Passage:
>>>>
Level: Easy to Medium
Description: You work in the contracts department of a software company and are asked to detect fraudulent (or wrong) contracts based on their contract value. Given the PDF versions of the contracts, you need to extract their contract value (and, optionally, any other fields you find useful) and detect outliers among them. You can either use simpler outlier detection techniques, such as those based on statistics or visualization, or more advanced ones based on machine learning.
Author: Lada Rudnitckaia
Dataset: Contract data in the KNIME Community Hub
Solution Summary: After ingesting and processing the contracts in PDF format, and isolating their contract values, we identify outliers via IQR (interquartile range), and box plot and histogram visualizations. Through these techniques, two contracts seem to be fraudulent based on their unusually large values.
Solution Details: We start our solution by parsing the PDF contracts with the PDF Parser node. Next, the Document Data Extractor node extracts text from each PDF. In parallel, we use sequences of Cell Splitter nodes to isolate contractual information, including their values. We then use the Column Appender node to add these new columns with extracted information to the initial contract table, and apply the Table Manipulator node to filter out and rename columns. At this point of the workflow, we only keep information on contract IDs and their corresponding values. This simplified table is then sent to a component named Outliers Detection, which uses a combination of nodes Numeric Outliers, Tile View, Box Plot, and Histogram nodes) to extract numeric outliers in different ways -- visually and statistically.
Level: Medium
Description: Did you know that August 2nd is International Beer Day? To celebrate one of the world’s oldest beverages, you are tasked with retrieving all worldwide brewery data from the OpenBreweryDB REST API, which provides data on the breweries in paginated responses. Build a loop that makes successive requests to each page of the API until all data is retrieved.
Not interested in beer? Feel free to use any API of your choice! Find more public APIs here: https://publicapis.io/
Author: Lada Rudnitckaia
Solution Summary: To tackle this challenge, we get the total number of breweries, calculate how many pages there are, and create a loop that extracts all brewery data page by page. We finish our solution with a paginated table view for the brewery data.
<<<<
Provided material:
>>>>
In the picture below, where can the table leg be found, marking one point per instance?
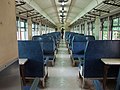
<<<<
Actions to take:
(a) Reproduce the passage word for word from "Level: Medium" to "the brewery data.".
(b) List the field labels that introduce the lines of the first challenge in the passage, the one about fraudulent contracts.
(c) State whether each statement agrees with the passage, answering yes or no and quoting the deciding words: (i) Two contracts appear fraudulent because of their unusually large values. (ii) The brewery challenge is rated Easy to Medium. (iii) The brewery solution ends with a paginated table view of the data.

Solution set:
(a)
Level: Medium
Description: Did you know that August 2nd is International Beer Day? To celebrate one of the world’s oldest beverages, you are tasked with retrieving all worldwide brewery data from the OpenBreweryDB REST API, which provides data on the breweries in paginated responses. Build a loop that makes successive requests to each page of the API until all data is retrieved.
Not interested in beer? Feel free to use any API of your choice! Find more public APIs here: https://publicapis.io/
Author: Lada Rudnitckaia
Solution Summary: To tackle this challenge, we get the total number of breweries, calculate how many pages there are, and create a loop that extracts all brewery data page by page. We finish our solution with a paginated table view for the brewery data.

(b) Level, Description, Author, Dataset, Solution Summary, Solution Details

(c)
(i) Yes: "two contracts seem to be fraudulent based on their unusually large values."
(ii) No: "Level: Medium"
(iii) Yes: "We finish our solution with a paginated table view for the brewery data."